▸ Task requirements: Please determine the number of lines in the material below that contain the word "logo", and state it alone.

===== The input =====

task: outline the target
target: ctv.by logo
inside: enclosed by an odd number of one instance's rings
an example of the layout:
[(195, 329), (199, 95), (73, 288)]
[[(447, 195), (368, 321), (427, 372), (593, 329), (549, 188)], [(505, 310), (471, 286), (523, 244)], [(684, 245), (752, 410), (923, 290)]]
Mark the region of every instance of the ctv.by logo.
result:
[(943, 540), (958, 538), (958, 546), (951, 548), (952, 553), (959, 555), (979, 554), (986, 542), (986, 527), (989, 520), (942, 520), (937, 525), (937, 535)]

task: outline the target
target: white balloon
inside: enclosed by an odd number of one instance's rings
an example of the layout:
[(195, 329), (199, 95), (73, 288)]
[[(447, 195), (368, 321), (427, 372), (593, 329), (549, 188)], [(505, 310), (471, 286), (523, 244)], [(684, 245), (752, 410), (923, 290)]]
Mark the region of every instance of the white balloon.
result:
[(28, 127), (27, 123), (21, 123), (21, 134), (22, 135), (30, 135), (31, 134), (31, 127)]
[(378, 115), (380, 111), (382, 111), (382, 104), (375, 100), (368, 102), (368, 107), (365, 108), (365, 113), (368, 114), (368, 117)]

=====

▸ Solution below: 2